**Yapılacak işler**
1. Alıntılanan metinde (2) ve (3) için neden "ne a priori ne de a posteridir" dendiğini bir ile üç cümle arasında açıklayın.
2. Kayıtları süzün ve içinde "eyeglasses" kelimesi geçen her satırı olduğu gibi aktarın.

━━ Alıntılanan metin

Williamson (2007: 183-86), bu felsefi sonucu karşıolgusal uslamlamayı esas alan bir modal çıkarımın ürünü olarak görür. Bu çıkarım şudur:

1. Zorunlu olarak, bilgi gerekçelendirilmiş doğru inançtır.[10]

    □∀x∀p (B(x, p) ↔ GDS(x, p))

2. Ama Gettier durumları mümkündür.

    ◊∃x∃p GD (x, p)

3. Ayrıca, eğer Gettier durumları mümkün olmuş olsaydı, gerekçelendirilmiş doğru inanç olan ama bilgi olmayan durumlar da mümkün olmuş olacaktı.

    ∃x∃p GD (x, p) □→∀x∀p ((GD x, p) → (GDS (x, p) & ¬B (x, p)))

4. Öyleyse gerekçelendirilmiş doğru inanç olan ama henüz bilgi olmayan durumlar mümkündür.

    ◊∃x∃p (GDS (x, p) & ¬B (x, p))

5. Fakat 1, 4 ile çelişir; o halde, 1 yanlıştır.

Öncül (2) kipsel bir iddia olup, kavramsal olarak mümkün olanıdeğil, metafiziksel olarak mümkün olanı ifade eder. Öncül (3) ise bir karşıolgusal şartlı önermedir. Buna göre gerek (2) ve (3)’ün gerekse (4)’ün epistemik statüsü, sezgi adı verilen özel bir a priori yetiye ya da kimi bir takım empirik kabullere değil, karşıolgusal düşünmeye dayanır. Fakat burada özgün ve dolayısıyla tartışmalı olan öncül (3)’tür. (2) ve (3) ne a priori ne de a posteridir. Çünkü duyu deneyimlerinin söz konusu bu temel öncülleri kabul etmemizdeki rolü ne delil sağlamak ne de sadece ilgili kavramların edinilmesinden ibarettir. Williamson’ın (2007: 188-189) terimleriyle,

(3)’ü, etrafımızdaki insanları çeşitli doğruları bilen veya bilmeyen olarak sınıflama yeteneğimizin çevrimdışı bir uygulanması temelinde onaylarız.[…] (2) ve (3)’ü epistemolojik kavramları uygulama yeteneği temelinde kabul ederiz ki bu, başlangıçta kavramlara sahip olmanın neyi gerektirdiğinin çok daha ötesine gider; çünkü kusurlu bir epistemolojik bakış açısına sahip bir özne, ilgili kavramlara sahip olsa bile, yine de (3)’ü reddedebilir.

━━━━
━━ Gösterilen kayıtlar

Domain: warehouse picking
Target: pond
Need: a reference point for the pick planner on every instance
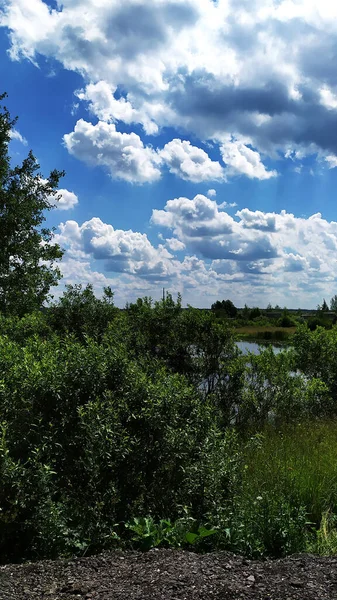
(254, 347)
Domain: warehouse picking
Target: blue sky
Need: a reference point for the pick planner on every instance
(198, 139)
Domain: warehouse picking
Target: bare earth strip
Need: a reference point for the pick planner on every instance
(171, 575)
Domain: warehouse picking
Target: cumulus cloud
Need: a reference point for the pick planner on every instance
(121, 251)
(223, 256)
(123, 154)
(189, 162)
(16, 135)
(242, 160)
(65, 200)
(175, 245)
(163, 66)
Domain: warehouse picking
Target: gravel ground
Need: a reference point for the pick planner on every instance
(171, 575)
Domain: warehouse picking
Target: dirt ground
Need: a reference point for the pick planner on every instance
(171, 575)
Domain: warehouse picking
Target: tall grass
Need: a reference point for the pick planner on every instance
(288, 497)
(300, 460)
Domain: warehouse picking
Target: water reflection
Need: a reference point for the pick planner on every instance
(253, 347)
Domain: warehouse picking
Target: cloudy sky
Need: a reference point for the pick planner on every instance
(199, 140)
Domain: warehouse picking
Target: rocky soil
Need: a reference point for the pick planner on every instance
(171, 575)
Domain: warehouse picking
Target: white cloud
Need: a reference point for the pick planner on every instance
(242, 258)
(66, 200)
(16, 135)
(242, 160)
(174, 244)
(162, 65)
(103, 104)
(332, 161)
(123, 154)
(189, 162)
(121, 251)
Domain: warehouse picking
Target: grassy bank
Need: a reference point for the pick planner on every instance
(147, 427)
(265, 333)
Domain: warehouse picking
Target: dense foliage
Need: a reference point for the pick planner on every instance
(146, 426)
(27, 252)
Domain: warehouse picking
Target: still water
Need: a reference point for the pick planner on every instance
(253, 347)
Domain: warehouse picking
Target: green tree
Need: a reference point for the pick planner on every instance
(27, 254)
(333, 303)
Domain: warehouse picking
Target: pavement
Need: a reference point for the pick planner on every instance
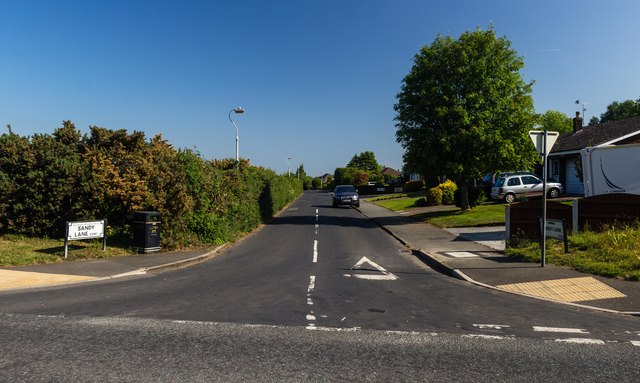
(472, 254)
(476, 255)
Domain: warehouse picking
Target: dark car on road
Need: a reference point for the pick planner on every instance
(345, 195)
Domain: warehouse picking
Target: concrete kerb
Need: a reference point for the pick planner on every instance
(181, 264)
(434, 262)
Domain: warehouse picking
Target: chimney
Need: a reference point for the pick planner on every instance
(577, 123)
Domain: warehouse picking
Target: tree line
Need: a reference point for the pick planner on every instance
(46, 180)
(465, 110)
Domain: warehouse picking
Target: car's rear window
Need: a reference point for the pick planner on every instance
(344, 189)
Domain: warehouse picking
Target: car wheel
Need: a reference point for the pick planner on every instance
(509, 198)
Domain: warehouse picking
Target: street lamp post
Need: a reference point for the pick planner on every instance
(237, 110)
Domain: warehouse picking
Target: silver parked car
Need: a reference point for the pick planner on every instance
(345, 195)
(510, 187)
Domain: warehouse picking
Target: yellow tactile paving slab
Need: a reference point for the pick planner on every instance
(12, 279)
(566, 290)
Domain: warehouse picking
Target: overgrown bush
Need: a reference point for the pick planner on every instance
(412, 186)
(434, 196)
(448, 188)
(46, 180)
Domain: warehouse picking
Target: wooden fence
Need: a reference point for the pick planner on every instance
(593, 212)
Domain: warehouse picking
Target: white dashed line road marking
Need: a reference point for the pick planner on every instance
(580, 341)
(483, 336)
(560, 329)
(315, 251)
(491, 326)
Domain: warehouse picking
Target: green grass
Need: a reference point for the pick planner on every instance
(397, 204)
(449, 216)
(21, 251)
(483, 215)
(611, 253)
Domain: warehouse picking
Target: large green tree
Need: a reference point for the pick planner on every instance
(464, 109)
(364, 161)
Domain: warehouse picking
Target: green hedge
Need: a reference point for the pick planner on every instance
(46, 180)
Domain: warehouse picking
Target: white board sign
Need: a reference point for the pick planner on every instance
(85, 230)
(555, 229)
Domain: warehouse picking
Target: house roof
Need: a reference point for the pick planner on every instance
(613, 132)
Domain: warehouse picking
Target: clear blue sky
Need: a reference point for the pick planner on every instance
(318, 79)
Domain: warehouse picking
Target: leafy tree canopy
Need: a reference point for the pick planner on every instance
(464, 109)
(621, 110)
(555, 121)
(364, 161)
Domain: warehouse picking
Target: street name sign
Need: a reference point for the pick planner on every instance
(77, 230)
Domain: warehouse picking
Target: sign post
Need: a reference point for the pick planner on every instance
(543, 141)
(77, 230)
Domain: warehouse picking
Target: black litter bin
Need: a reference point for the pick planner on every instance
(146, 231)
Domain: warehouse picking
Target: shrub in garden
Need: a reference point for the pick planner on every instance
(413, 186)
(46, 180)
(448, 188)
(434, 196)
(476, 197)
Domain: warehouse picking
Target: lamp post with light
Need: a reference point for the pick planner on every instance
(237, 110)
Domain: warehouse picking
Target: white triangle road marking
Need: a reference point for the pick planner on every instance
(386, 276)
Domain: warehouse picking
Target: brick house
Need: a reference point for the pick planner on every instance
(564, 159)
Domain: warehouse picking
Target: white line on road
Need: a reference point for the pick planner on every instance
(560, 329)
(386, 276)
(483, 336)
(491, 326)
(312, 284)
(315, 251)
(580, 341)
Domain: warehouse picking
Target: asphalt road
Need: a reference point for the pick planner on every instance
(319, 294)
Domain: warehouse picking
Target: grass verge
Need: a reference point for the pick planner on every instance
(21, 251)
(396, 204)
(450, 216)
(483, 215)
(611, 253)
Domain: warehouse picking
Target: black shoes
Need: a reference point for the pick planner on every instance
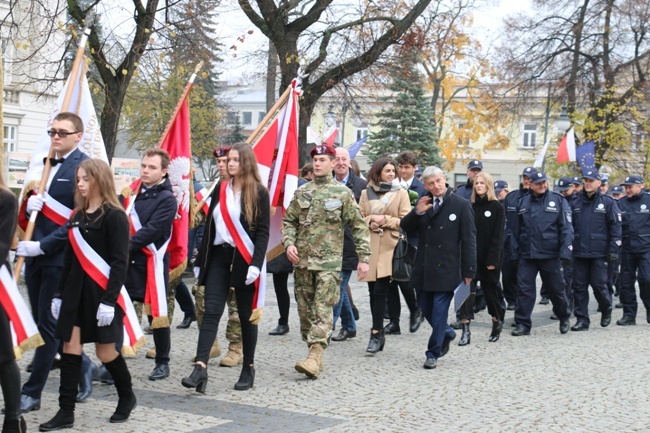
(197, 379)
(580, 326)
(623, 321)
(28, 404)
(246, 378)
(376, 342)
(60, 421)
(497, 327)
(564, 326)
(520, 331)
(280, 330)
(430, 363)
(392, 328)
(160, 371)
(187, 321)
(416, 321)
(344, 334)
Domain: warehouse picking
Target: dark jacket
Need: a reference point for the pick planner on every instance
(108, 235)
(446, 244)
(156, 208)
(635, 213)
(596, 225)
(53, 237)
(350, 258)
(259, 234)
(545, 230)
(489, 217)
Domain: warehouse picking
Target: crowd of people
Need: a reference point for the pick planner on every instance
(94, 256)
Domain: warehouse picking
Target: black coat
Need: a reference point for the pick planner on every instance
(259, 235)
(490, 220)
(446, 244)
(108, 235)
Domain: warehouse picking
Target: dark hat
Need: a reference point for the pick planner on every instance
(220, 152)
(564, 183)
(538, 177)
(475, 163)
(529, 172)
(632, 180)
(323, 149)
(500, 185)
(591, 174)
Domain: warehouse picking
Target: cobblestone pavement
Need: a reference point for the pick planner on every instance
(591, 381)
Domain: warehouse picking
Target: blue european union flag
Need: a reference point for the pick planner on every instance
(585, 156)
(354, 147)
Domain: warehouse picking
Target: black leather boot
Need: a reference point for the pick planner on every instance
(376, 342)
(246, 378)
(122, 377)
(68, 389)
(466, 337)
(197, 379)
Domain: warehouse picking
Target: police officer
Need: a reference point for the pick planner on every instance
(543, 238)
(312, 235)
(635, 251)
(597, 240)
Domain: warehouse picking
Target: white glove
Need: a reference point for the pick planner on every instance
(253, 273)
(55, 308)
(35, 203)
(105, 315)
(29, 249)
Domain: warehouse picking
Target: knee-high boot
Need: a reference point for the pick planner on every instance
(122, 378)
(10, 381)
(68, 389)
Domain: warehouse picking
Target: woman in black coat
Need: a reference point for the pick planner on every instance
(86, 311)
(240, 209)
(489, 217)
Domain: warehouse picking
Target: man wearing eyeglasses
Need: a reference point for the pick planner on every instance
(44, 252)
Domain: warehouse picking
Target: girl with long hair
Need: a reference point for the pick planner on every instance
(84, 304)
(232, 254)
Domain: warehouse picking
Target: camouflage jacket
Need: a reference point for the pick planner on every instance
(315, 220)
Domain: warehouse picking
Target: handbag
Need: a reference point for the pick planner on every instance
(403, 258)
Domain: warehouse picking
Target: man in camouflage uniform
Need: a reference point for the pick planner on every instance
(312, 234)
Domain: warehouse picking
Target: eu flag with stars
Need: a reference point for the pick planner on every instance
(585, 156)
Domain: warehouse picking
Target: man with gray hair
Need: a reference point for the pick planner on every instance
(446, 255)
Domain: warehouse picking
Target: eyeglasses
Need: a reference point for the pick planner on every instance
(62, 134)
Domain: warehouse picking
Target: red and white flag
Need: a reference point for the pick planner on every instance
(277, 159)
(566, 152)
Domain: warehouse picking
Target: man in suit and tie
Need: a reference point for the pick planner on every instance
(45, 251)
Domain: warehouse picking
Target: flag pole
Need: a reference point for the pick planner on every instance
(47, 166)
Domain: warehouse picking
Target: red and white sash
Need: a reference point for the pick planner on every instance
(243, 242)
(55, 211)
(96, 267)
(24, 332)
(155, 293)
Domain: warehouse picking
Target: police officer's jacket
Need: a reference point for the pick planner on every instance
(635, 213)
(545, 230)
(596, 225)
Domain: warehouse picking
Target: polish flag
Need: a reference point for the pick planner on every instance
(567, 150)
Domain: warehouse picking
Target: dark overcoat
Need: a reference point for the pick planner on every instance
(446, 244)
(107, 233)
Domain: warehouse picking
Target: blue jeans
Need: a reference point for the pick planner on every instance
(344, 309)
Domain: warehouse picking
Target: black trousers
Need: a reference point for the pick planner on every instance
(217, 284)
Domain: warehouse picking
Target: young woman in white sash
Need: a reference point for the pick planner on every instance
(232, 254)
(85, 303)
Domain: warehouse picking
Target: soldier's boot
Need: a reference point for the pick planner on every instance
(313, 365)
(234, 356)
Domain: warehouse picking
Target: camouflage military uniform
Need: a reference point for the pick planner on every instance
(314, 223)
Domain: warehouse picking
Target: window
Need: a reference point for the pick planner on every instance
(529, 135)
(10, 138)
(247, 118)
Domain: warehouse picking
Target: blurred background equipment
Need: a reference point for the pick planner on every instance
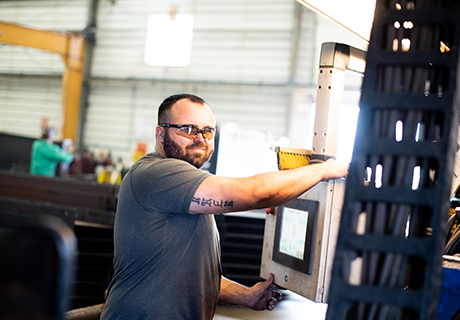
(37, 269)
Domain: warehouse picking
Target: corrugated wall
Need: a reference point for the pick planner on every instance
(253, 61)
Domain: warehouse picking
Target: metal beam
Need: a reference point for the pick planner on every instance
(71, 47)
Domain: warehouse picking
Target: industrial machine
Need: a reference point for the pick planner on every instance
(376, 247)
(309, 273)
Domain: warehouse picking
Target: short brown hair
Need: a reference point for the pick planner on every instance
(171, 100)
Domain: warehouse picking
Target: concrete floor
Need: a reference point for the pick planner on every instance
(292, 307)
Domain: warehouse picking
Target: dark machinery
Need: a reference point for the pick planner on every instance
(410, 81)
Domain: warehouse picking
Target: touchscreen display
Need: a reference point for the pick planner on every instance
(293, 232)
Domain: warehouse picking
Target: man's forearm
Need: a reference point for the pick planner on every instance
(232, 293)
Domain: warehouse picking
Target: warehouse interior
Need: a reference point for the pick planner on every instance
(92, 70)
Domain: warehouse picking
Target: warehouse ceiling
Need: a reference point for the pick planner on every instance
(353, 15)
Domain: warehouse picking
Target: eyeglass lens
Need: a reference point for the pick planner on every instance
(191, 132)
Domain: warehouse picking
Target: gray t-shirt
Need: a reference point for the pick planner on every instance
(167, 261)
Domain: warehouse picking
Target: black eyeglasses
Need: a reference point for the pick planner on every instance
(189, 131)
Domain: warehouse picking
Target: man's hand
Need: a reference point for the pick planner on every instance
(264, 295)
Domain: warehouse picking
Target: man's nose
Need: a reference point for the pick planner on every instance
(199, 137)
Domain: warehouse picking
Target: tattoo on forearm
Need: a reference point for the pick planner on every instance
(212, 202)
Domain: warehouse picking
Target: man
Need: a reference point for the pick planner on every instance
(167, 253)
(45, 155)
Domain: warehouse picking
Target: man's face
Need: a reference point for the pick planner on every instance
(195, 150)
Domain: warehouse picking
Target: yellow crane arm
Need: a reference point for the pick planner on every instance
(71, 47)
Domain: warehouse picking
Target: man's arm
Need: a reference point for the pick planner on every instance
(224, 194)
(261, 296)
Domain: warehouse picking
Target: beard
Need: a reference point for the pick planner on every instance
(173, 150)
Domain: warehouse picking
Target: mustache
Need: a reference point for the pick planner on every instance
(197, 145)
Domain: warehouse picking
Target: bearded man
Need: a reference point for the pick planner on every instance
(167, 250)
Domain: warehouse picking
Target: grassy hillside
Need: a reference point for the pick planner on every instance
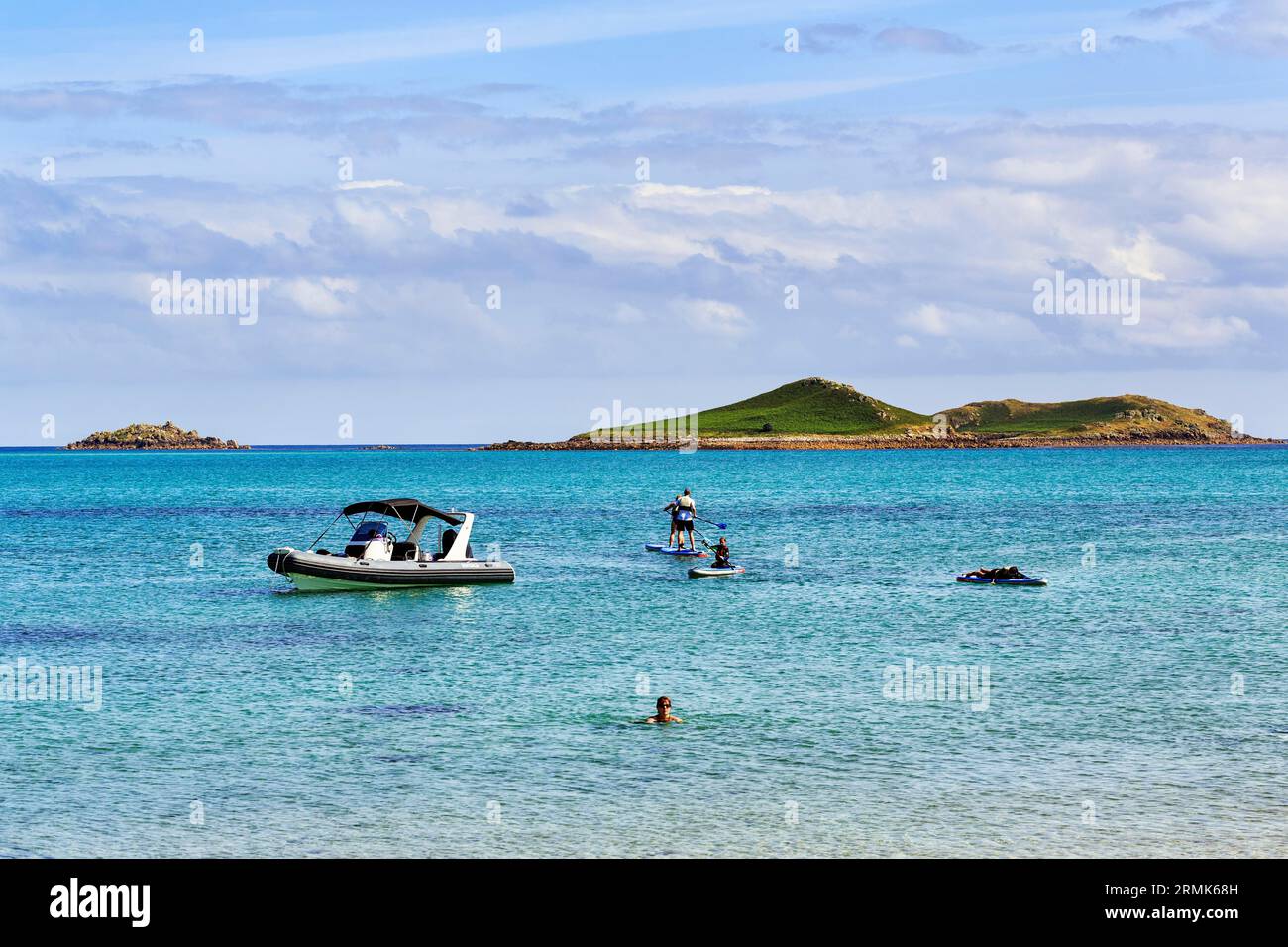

━━━━

**Alıştırma çözümleri**
1. Metne göre duyu deneyimlerinin bu temel öncülleri kabul etmemizdeki rolü delil sağlamak değildir. Bu rol yalnızca ilgili kavramları edinmekten de ibaret değildir. Bu yüzden (2) ve (3) bu iki gruptan hiçbirine konmaz.

2.
Target: man wearing eyeglasses
Target: eyeglasses
Target: black eyeglasses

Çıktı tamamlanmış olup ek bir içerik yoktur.